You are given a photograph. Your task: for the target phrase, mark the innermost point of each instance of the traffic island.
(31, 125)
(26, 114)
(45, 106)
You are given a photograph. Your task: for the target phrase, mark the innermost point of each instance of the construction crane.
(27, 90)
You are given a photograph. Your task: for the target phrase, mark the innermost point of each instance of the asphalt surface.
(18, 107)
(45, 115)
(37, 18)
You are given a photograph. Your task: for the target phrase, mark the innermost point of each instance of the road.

### Requirement
Write out every line of the material above again, requests included, and multiply each coordinate in the answer points by 1.55, rounding to the nearest whole number with halves rounded up.

### Response to this task
You are given a photograph. Your task: for the target phrase, mark the innermost point of each instance of the traffic island.
(48, 194)
(40, 177)
(70, 164)
You are given a photograph. Your task: for the target phrase, mark the innermost point of each instance of the construction crane.
(42, 140)
You are given a photograph. Your task: for the target phrase, mark the innermost point of each instance of the asphalt surface.
(28, 166)
(70, 178)
(57, 28)
You are given a photograph. Your task: for the target phrase, mark the innermost point of each instance of the road.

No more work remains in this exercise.